**EXTRACT**
>> Start

The court heard the offender threatened an employee at a Lonsdale Street service station with a syringe on August 9.
Thomas escaped with $160 cash, saying "enjoy your stress leave" as he fled.
He used the money to buy heroin, but his back pain returned about midnight.
Thomas then went to a second service station about 12.30am, pointed a coffee-filled syringe at the staff member, and said: "I'm gonna stab you with this, give me the money."
But the employee could not open the register and then managed to press the duress alarm when Thomas was distracted.
Thomas jumped the counter and stole tobacco, sunglasses, and phones before escaping on a bicycle.
He was arrested in Reid about 2am.
The court also heard Thomas had earlier tried to snatch cash from a register at a Canberra Centre supermarket, but had been thwarted when the employee slammed the drawer on his fingers.
The court heard he had left home at 15, and had an entangled history of mental illness and drugs.
A warrant had been out for his arrest since 1998, the court heard, but he led a largely itinerant lifestyle and had been homeless.
Chief Justice Murrell said the syringe was not a real risk, because it was clean and was only filled with coffee.
But she said the staff had no way of knowing what the substance was.
Thomas' defence barrister Anthony Hopkins told the court his client had suffered a serious back injury about seven years ago which continued to cause him pain.
He said he committed the heists in order to buy heroin to kill the pain.
"He did not intend to harm anybody," Mr Hopkins said.
Chief Justice Murrell sentenced Thomas to four years and one month imprisonment, with a non-parole period of two years and two months.
The sentence will be backdated, meaning he will be eligible for release in October next year.

>> End

(Excerpts from a point labeling dataset)
>> Start

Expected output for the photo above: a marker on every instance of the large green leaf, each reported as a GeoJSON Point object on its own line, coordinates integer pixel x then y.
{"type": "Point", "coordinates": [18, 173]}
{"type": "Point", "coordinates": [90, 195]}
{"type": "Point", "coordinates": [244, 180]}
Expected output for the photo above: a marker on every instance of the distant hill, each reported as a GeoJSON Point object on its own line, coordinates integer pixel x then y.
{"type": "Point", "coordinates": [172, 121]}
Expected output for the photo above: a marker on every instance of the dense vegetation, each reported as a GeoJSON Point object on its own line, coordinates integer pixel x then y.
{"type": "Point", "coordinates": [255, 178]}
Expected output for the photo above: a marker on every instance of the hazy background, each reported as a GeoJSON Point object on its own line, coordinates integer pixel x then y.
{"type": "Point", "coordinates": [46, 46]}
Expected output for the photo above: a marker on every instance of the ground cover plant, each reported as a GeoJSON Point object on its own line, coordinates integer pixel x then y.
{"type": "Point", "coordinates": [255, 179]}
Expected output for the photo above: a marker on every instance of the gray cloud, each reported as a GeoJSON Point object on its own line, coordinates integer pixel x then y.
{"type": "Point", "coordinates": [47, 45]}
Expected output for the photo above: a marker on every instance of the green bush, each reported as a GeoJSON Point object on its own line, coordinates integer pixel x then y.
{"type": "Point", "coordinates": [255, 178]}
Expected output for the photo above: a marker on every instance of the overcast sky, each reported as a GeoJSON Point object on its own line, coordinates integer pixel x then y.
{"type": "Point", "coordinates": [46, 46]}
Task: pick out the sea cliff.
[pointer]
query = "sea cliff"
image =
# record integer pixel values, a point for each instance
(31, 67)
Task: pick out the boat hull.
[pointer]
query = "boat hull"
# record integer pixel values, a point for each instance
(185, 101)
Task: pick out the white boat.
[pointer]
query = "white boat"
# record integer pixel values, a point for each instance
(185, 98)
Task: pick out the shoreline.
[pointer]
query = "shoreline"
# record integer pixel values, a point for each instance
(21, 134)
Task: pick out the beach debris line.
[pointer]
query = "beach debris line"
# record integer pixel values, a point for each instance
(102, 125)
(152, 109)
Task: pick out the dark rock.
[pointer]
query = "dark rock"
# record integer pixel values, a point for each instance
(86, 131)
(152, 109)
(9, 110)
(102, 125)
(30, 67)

>> End

**EXERCISE**
In the court report, what sentence did Chief Justice Murrell give Thomas?

**RIGHT ANSWER**
Four years and one month imprisonment, with a non-parole period of two years and two months.